● **SOURCE TEXT**:
"""
Ever been handed a 10 page product spec that no one wants to read? Ever write one yourself? Tired of struggling to communicate what needs built next to your designers and engineers so they really understand the who, what, when, where, why of the next feature you need?

I’ve been using customer development, analytics, and information from my team to learn to build the right thing for years, but I always struggled communicating all the information locked in my head to the rest of the team. They needed to know why we were building it and all the necessary information to build the right thing without endless meetings or a massive spec they won’t read.

Fortunately, when I joined KISSmetrics, Hiten and I got to learn a better way from Josh Elman, who worked on product teams at Twitter, Facebook, and Linkedin.  Josh taught me about the Thesis, which is a lightweight way to communicate all the essential details your product team needs.

Now that I’ve used the Thesis on dozens of projects and tweaked it based on what I found worked best, I’m going to teach you how to write your own thesis for the next feature or product you build.

The Product Spec Alternative: How to Write a Product Thesis

> Know when to write a Product Thesis

The biggest crime product managers can commit against their team and their profession is to make up answers to critical decisions. Don’t be that guy/gal.

If you don’t know the answer to one of the sections in the Thesis, go find out. Dive into your analytics, talk to customers, run a survey, talk to your sales/account management/support teams that interact with customers regularly. You will gain the full respect of your designers and engineers if they know you always have a customer story and/or data to back up everything they may ask you about in the Thesis.

The following are all sections of the Thesis. I literally use these as headings to break up the parts and try to keep each section to 5-10 bullet points or a few concise paragraphs.

1) Why are we working on this next?

Every company, and especially startups, are resource constrained. What you choose to build affects your company’s bottom line, their standing in the market, and what your team thinks of your judgment. Use this area to concisely present your case for why this is the most important thing to work on right now.

I try to have a mix of qualitative and quantitative data here. If a mandate came from the leadership team to focus on this area, or sales needed it for a big customer, I make sure to include that. The more your designers and engineers can understand why this matters, the more interested they will be in working on it. In the end, you’re a team and everyone on the product team wants to be sure they’re building the right thing.

2) What are the use cases for this?

Most products end up having a variety of different users and ways that people use the product. To help your team better design a specific feature for the right part of your customer base, you need to detail who this new feature is for.
"""
● **DATA SECTION**:
"""
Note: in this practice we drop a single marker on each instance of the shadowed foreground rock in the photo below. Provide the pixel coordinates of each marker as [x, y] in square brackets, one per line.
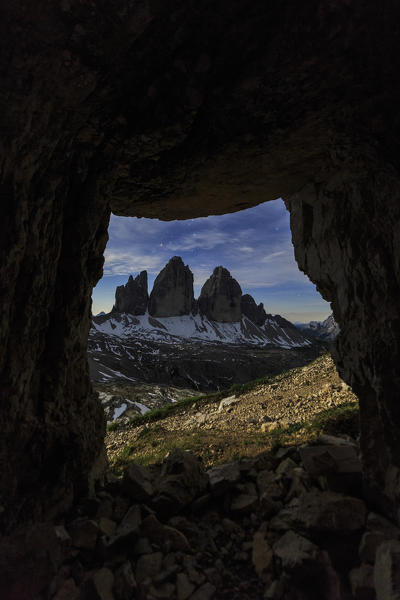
"""
● **EXERCISE INSTRUCTIONS**:
1) Translate this sentence from the product thesis text into Spanish: "If you don’t know the answer to one of the sections in the Thesis, go find out."
2) Write out the passage of the product thesis text that begins at the words "The biggest crime" and stops after the words "in the Thesis.".
The data above are separate material, unrelated to the product thesis text.

● **TASK-BY-TASK ANSWERS**:
1) Si no sabes la respuesta a una de las secciones de la Tesis, ve a averiguarla.

2)
The biggest crime product managers can commit against their team and their profession is to make up answers to critical decisions. Don’t be that guy/gal.

If you don’t know the answer to one of the sections in the Thesis, go find out. Dive into your analytics, talk to customers, run a survey, talk to your sales/account management/support teams that interact with customers regularly. You will gain the full respect of your designers and engineers if they know you always have a customer story and/or data to back up everything they may ask you about in the Thesis.